Aim of the exercise
At the line containing "Trace every instance of the <item>child", begin retyping, and stop after the last line of the data; add nothing.
=-=-=
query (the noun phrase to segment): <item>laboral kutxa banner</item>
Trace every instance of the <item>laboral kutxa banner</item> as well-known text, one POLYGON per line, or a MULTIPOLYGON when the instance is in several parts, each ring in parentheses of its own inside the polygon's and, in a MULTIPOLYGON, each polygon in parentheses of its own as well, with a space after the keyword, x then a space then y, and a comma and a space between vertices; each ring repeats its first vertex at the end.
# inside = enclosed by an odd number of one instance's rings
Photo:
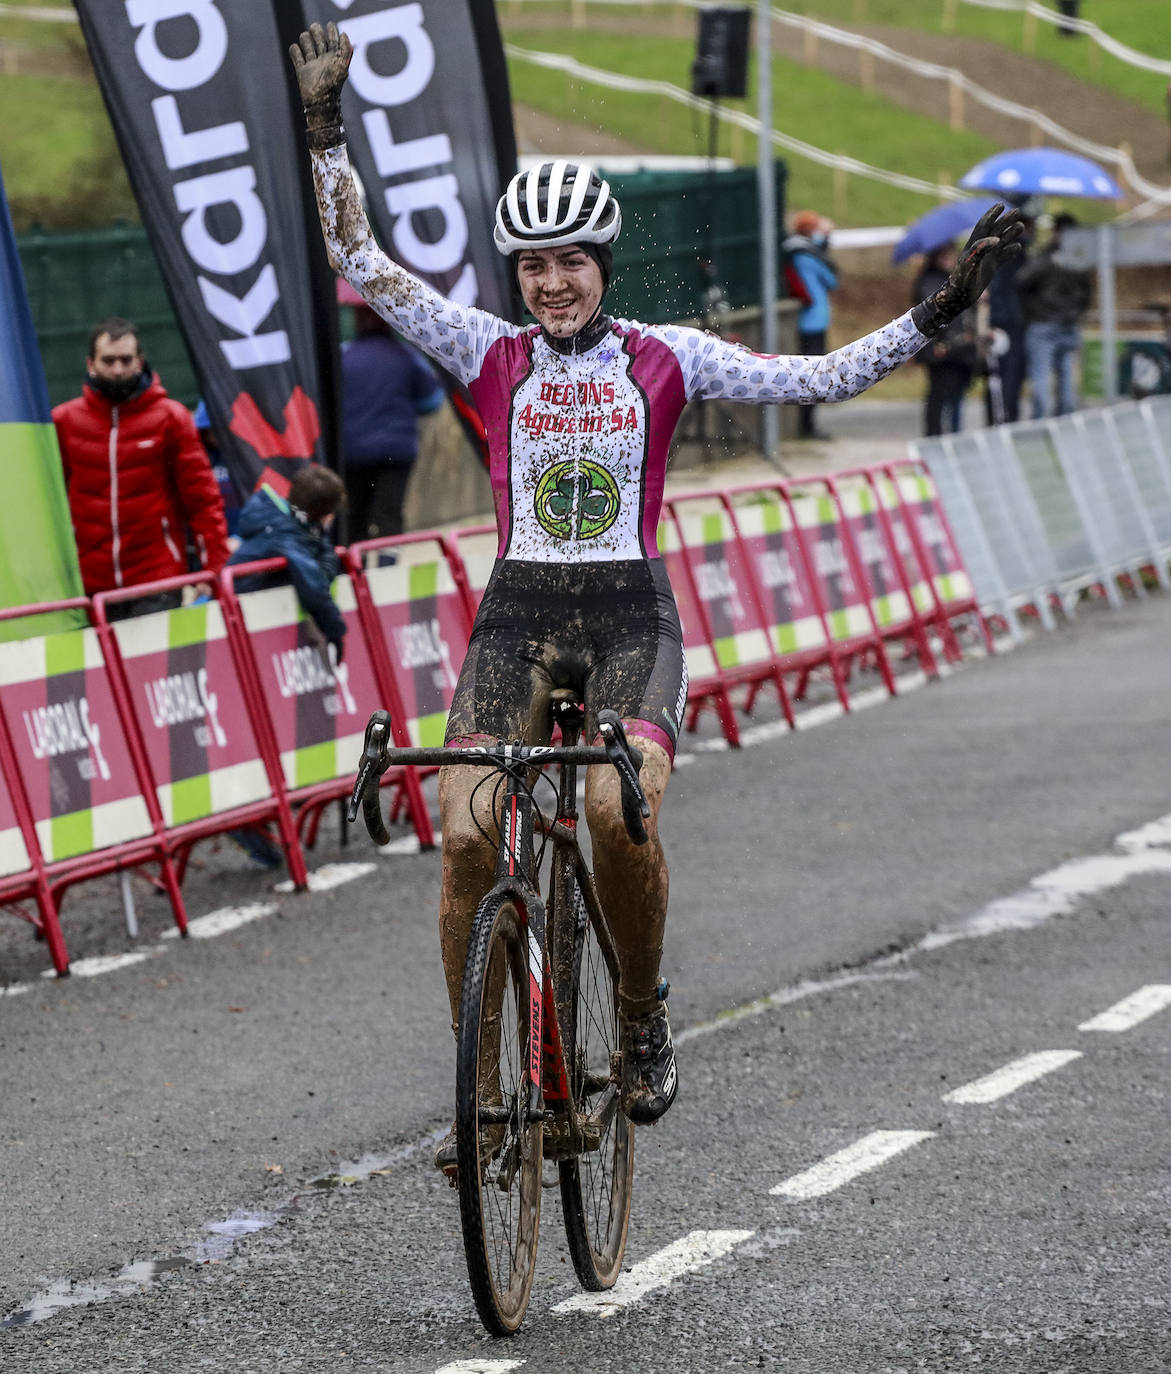
MULTIPOLYGON (((82 595, 57 431, 33 330, 12 218, 0 177, 0 606, 29 606, 82 595)), ((38 620, 38 631, 85 623, 84 612, 38 620)), ((0 640, 23 639, 29 622, 0 620, 0 640)))
POLYGON ((75 3, 233 477, 283 490, 306 459, 335 465, 336 313, 289 3, 75 3))

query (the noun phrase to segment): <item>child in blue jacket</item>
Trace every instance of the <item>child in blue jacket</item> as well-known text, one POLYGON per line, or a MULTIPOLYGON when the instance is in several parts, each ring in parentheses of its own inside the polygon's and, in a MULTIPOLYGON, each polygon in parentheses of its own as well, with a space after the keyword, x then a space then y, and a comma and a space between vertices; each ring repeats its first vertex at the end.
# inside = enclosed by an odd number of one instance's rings
MULTIPOLYGON (((337 473, 316 463, 301 468, 293 478, 287 499, 278 496, 266 483, 249 497, 240 512, 237 533, 243 542, 228 559, 229 564, 236 564, 284 558, 289 565, 287 578, 296 588, 297 599, 333 645, 338 663, 342 661, 346 623, 329 590, 338 570, 329 531, 345 495, 345 486, 337 473)), ((258 573, 241 578, 236 589, 257 591, 285 580, 284 573, 258 573)))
=-=-=
Solution for this task
Trace every instance of the <item>child in blue jacket</item> as well-known text, one POLYGON per line, or a MULTIPOLYGON when the instance is in several parts, each ring in parentheses of its own inside the polygon's and, in a MULTIPOLYGON, each polygon in parentheses of its own as well, with a space after the keyword, x then a space then y, and a comma and a space between vertices; each ring repeats its first vertex at the end.
# inside = enclosed by an odd number of one instance's rings
MULTIPOLYGON (((337 473, 316 463, 301 468, 293 478, 287 499, 278 496, 266 483, 249 497, 240 512, 237 533, 243 542, 228 559, 229 564, 236 564, 284 558, 289 565, 287 578, 296 588, 297 599, 333 645, 338 663, 342 661, 346 623, 329 590, 338 570, 329 531, 345 495, 345 486, 337 473)), ((258 573, 241 578, 236 589, 257 591, 285 580, 284 573, 258 573)))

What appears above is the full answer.